### [EXERCISE DESCRIPTION]
Reproduce each entry exactly, so that everything except the pictures is carried over.

### [RECORDS SHOWN]

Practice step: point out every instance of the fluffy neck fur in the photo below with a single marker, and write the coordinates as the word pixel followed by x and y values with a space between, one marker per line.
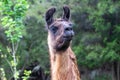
pixel 63 64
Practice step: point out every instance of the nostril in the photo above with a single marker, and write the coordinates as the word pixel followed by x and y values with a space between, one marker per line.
pixel 66 29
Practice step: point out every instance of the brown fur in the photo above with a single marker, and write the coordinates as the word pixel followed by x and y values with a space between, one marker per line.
pixel 63 62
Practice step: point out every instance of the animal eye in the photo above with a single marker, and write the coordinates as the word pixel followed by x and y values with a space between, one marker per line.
pixel 54 29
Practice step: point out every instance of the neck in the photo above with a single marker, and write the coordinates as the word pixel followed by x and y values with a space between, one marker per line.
pixel 63 65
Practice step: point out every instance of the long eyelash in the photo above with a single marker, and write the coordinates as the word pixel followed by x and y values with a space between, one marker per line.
pixel 54 29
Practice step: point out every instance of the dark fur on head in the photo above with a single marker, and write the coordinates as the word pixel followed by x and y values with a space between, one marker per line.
pixel 60 30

### [SOLUTION BELOW]
Practice step: point out every instance of the fluffy neck fur in the photo below with a single marker, and write the coordinates as the word pixel followed by x and y values with a space between, one marker per line.
pixel 63 64
Practice step: point out every instance of the nostril in the photo above with a single marker, and write the coordinates as the word pixel followed by x and y values with a space between, one marker per line.
pixel 66 29
Practice step: point out every instance of the brown fur in the photo above with a single marker, and write the coordinates as the word pixel followed by x and y values with a space between, one marker per line.
pixel 63 62
Practice step: point out every instance of the animal eye in the photo above with a single marker, and write the coordinates as the word pixel followed by x and y values with a space between, one marker per line.
pixel 54 29
Practice step: point out every instance of the neck in the photo above with a single marker, and write the coordinates as the word pixel followed by x and y values with a space between, one marker per line.
pixel 63 65
Practice step: point out every instance of the long eyelash in the photo above with a single marker, and write the coordinates as the word pixel followed by x and y values with a space between, one marker per line.
pixel 54 29
Practice step: point out every instance of the dark fur on head in the photo above with a single marker, and write the coordinates as the word pixel followed by x and y values with a space between, one marker per line.
pixel 60 30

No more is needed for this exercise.